Text segment.
»»

Getting Started with Snowflake Table Schema Evolution

An Hands-On-Lab for beginners to configure and test schema evolution in Snowflake.

Published in

Snowflake Builders Blog: Data Engineers, App Developers, AI/ML, & Data Science

3 min readNov 28, 2023

Introduction

Ingestion and transformation pipelines are changing constantly and continuously. As you are adding data or your data providers enrich their offerings, the input file structure changes.
Pausing production data pipelines to alter objects is usually not an option as it may impact downstream consumers of the data.

In Snowflake, table structures can automatically adapt to new data and input formats, supporting actions like adding columns and removing NOT NULL constraints.

In this hands-on lab, we explore Table Schema Evolution using a banking dataset generated with FrostyGen, a configurable dummy data generator.

First, we’ll load a csv containing 1000 records with 7 columns (transaction_id, transaction_amount, transaction_date, category, status, sender_id, receiver_id).
Once the first batch of records is in our table, we’ll spice things up by loading a new file with 2 extra columns: risk_score and payment_node.

Let’s see how the table schema adapts!

Getting Started

This hands-on lab is designed for beginners.

Step 0: Pre-Reqs

Snowflake Account: if you don’t have one yet, sign up for a free trial Snowflake account. Schema Evolution is available in all Snowflake’s editions.
Script Import: copy and paste hol_schema_table_evolution.sql from the GitHub Repository into your Snowsight Worksheet.
Guided Steps: the sql script will guide you over the next steps.

Step 0: (Optional) Snowflake Trial Signup

Step 1: Setup

Run SQL commands to create the following objects:

Database: HOL_DB
Schema: HOL_SCHEMA_EVOLUTION
Stage: BANK_TRANSACTION_FILE_STAGE
Virtual Warehouse: HOL_WH
File Format: HOL_BANK_TRANSACTION_CSV_FORMAT

Step 2: Data Preparation

Download the CSV files (bank_transaction_1.csv and bank_transaction_2.csv) from the GitHub repository.

««

Task prompt.
Could you continue the Snowflake schema evolution lab above, starting right after its last sentence?

Provided data.
»»

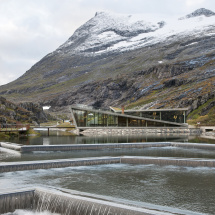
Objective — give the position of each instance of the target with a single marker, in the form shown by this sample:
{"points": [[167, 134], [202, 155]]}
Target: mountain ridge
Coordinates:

««

The answer.
Upload the files to the staging area (BANK_TRANSACTION_FILE_STAGE) either via the PUT command or Snowsight UI.

Step 2: Upload CSV Files using Snowsight

Step 3: Initial Table Setup

Create the table BANK_TRANSACTION_STAGING using the INFER_SCHEMA option based on the structure of bank_transaction_1.csv .
Verify the table definition using the DESCRIBE command.
Load records from bank_transaction_1.csv using the COPY command.
Check loaded records using a SELECT statement.

Step 3–4: Table Creation and Schema Evolution

Step 4: Schema Evolution

Enable schema evolution on the existing table, BANK_TRANSACTION_STAGING.
Load records from bank_transaction_2.csv using the COPY command, which introduces two additional columns (risk_score and payment_node).
Re-run the DESCRIBE command to view the modified table structure.
Check new loaded records using a SELECT statement.

Conclusions

That’s it! You just witnessed a smooth table schema evolution in action!

Schema evolution operates independently, yet its synergy with complementary functions, such as INFER_SCHEMA, enhances its capabilities. When employed together, this collaborative approach ensures a dynamic interplay, offering improved adaptability and streamlined processes for managing evolving data structures.

As of my current writing, please note that Schema Evolution and INFER_SCHEMA (for JSon and CSV formats) are in Public Preview.
For additional details, refer to the official Snowflake documentation.

If you have any questions or suggestions, please feel free to reach out to me on LinkedIn.

Big thanks to Marianne Voogt (Sales Engineer @Snowflake), for reviewing this Hands-On Lab before publication!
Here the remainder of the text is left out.